After weeks of debate on the issue, the Idaho House of Representatives voted Tuesday 39-30 to ban tanning for some minors, sending the legislation on to the Senate for consideration.
The bill, sponsored by House Minority Leader John Rusche, D-Lewiston, would do several things to thwart youth tanning.
- First, it completely bans tanning for teens under 15 years of age. Anyone violating that rule could be charged with a misdemeanor.
- Next, the legislation requires that teens from 16 to 18 have parental consent to tan. Consent wouldn't include handwritten notes from parents, but would rather require a parent or guardian to give consent to a salon in person prior to the first tanning session. During that visit, parents would be required to sign a consent form notifying them of the cancer risks tied to tanning.
- Even with parental consent, those teens would only be allowed to tan up to three times each week and no more than once in any 24-hour period.
- The legislation would also require salons to post signs near their entrances to warn of the possible cancer risk. "Ultraviolet radiation from tanning devices is known to cause cancer in humans," the signs would have to say. Signs would also have to be posted within three feet of any tanning device in a salon.
Home tanning devices are exempt from the rules proscribed in the bill.
Rusche told colleagues on the House floor that tanning presents a cancer risk and that more education and prevention efforts are needed. House Health and Welfare chair Janice McGeachin, R-Idaho Falls, sided with Rusche, commenting that she couldn't think of one reason for a person under 15 years to be in a tanning bed. "It's causing people to get sick and die," McGeachin said.

PROVIDED RECORDS -
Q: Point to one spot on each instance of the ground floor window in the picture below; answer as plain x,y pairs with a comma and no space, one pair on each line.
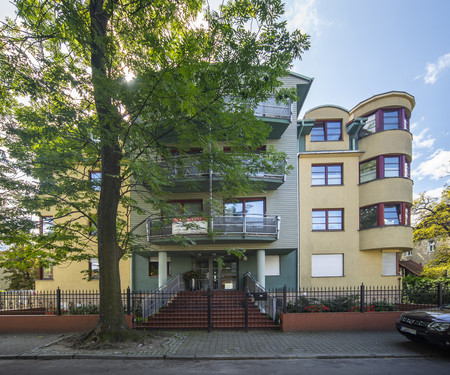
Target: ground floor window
327,265
390,264
153,266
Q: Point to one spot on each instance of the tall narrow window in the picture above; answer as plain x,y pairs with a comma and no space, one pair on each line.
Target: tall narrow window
389,264
392,166
391,120
368,171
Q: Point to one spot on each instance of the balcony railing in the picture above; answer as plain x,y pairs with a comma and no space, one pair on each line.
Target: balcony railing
272,109
185,167
220,227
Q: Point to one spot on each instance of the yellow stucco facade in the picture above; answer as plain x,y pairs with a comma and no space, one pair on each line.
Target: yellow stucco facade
352,229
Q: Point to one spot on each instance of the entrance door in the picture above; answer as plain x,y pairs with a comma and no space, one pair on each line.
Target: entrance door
215,276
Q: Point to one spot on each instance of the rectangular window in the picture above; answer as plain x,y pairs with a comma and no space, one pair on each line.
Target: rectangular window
46,224
391,120
392,166
46,273
392,214
94,269
327,265
326,131
186,207
368,217
368,171
389,264
331,219
326,174
153,266
273,265
96,179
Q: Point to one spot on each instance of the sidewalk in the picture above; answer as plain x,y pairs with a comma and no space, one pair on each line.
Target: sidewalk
229,345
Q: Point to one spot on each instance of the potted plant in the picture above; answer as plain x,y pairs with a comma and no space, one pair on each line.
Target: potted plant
191,277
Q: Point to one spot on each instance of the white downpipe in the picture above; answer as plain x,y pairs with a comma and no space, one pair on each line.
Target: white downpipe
261,267
162,268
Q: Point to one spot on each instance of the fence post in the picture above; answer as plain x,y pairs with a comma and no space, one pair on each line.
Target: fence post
209,309
440,295
58,301
128,301
246,310
361,300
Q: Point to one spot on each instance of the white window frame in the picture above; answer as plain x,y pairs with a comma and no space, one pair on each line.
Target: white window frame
327,265
273,265
390,264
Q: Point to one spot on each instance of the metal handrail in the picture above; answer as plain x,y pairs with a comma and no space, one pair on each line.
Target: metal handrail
161,296
245,224
268,304
187,167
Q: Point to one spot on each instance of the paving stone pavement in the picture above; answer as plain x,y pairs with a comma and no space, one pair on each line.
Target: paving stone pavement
231,345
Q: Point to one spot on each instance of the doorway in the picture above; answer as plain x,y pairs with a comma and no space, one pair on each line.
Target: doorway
216,276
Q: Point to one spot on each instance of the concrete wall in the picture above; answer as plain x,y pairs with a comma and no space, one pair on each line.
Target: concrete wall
352,321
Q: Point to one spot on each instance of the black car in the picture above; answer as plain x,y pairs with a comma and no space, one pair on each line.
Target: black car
428,325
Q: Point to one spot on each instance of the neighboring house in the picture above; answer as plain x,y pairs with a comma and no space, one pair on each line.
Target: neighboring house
355,192
412,261
73,275
264,224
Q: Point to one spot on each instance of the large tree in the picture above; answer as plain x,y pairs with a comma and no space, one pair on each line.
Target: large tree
432,216
109,84
433,223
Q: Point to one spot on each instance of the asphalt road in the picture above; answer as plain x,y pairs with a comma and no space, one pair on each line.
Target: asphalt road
342,366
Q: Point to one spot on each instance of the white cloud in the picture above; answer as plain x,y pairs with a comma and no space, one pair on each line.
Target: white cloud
436,167
423,140
303,15
434,69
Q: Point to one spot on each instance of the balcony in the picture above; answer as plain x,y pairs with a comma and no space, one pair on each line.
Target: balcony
188,175
228,228
277,115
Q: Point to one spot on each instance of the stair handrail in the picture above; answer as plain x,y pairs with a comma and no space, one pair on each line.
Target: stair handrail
161,296
253,287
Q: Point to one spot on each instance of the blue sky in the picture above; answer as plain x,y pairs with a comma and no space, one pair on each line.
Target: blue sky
360,48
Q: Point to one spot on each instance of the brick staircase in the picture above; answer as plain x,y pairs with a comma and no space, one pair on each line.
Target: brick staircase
189,310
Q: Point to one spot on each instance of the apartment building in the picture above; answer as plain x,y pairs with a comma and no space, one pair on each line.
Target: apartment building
355,192
263,224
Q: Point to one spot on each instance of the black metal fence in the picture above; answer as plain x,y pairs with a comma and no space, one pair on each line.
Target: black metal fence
361,299
255,308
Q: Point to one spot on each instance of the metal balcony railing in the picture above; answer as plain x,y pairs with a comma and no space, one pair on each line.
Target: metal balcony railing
272,109
245,225
191,168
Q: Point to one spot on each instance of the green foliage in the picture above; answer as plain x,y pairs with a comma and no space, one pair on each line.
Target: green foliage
439,266
338,304
433,216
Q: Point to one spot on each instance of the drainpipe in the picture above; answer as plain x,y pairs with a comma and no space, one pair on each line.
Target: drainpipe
298,222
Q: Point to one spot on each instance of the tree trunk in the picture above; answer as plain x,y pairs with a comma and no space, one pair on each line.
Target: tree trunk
111,325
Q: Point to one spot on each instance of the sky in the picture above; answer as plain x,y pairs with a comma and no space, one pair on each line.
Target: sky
361,48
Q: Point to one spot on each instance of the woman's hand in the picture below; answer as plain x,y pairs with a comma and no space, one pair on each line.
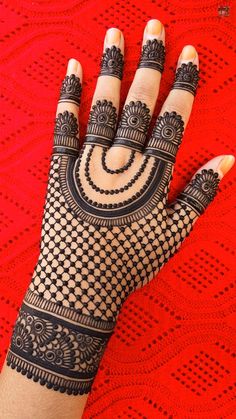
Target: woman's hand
108,227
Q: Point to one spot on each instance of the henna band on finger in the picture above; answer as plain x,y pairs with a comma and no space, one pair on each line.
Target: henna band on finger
112,62
186,78
66,134
166,137
133,126
71,90
101,124
153,55
201,190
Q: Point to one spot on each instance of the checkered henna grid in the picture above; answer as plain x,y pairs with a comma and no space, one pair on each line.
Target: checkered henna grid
105,233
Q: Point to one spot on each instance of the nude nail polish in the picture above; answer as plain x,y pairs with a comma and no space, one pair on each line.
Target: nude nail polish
226,164
188,53
113,37
153,29
73,66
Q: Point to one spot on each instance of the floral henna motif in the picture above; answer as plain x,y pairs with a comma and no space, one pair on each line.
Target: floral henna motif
55,351
71,90
201,190
101,124
186,78
66,134
133,126
112,63
153,55
166,137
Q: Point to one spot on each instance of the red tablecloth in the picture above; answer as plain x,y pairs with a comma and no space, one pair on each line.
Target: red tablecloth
173,350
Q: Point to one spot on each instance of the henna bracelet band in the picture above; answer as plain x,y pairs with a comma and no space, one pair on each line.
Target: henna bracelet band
56,346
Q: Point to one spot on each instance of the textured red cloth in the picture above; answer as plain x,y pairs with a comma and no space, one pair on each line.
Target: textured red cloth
173,349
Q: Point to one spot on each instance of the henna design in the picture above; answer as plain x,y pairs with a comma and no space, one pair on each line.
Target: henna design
102,123
153,55
71,90
133,126
121,169
98,244
201,190
186,78
112,62
66,134
55,351
112,191
166,137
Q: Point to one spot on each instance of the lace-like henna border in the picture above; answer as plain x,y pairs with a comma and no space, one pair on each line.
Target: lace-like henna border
56,351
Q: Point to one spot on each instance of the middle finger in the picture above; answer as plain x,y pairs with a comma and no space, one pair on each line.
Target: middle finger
143,93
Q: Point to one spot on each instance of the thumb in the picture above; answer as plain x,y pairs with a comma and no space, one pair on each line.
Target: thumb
194,199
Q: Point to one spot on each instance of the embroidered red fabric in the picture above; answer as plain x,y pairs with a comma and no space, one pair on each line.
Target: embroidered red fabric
173,349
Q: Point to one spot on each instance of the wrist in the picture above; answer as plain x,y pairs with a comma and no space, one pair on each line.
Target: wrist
57,346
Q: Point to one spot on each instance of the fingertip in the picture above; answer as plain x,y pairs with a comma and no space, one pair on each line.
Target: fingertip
154,29
114,37
74,67
226,163
188,54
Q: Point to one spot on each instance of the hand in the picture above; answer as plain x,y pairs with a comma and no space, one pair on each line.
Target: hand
108,227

PROBLEM -
Answer these questions from the article on Idaho's tanning bill:
1. By what vote did the Idaho House pass the bill?
2. Within what distance of a tanning device would salons have to post signs?
3. What tanning devices are exempt from the bill's rules?

EXERCISE SOLUTION -
1. 39-30
2. Within three feet
3. Home tanning devices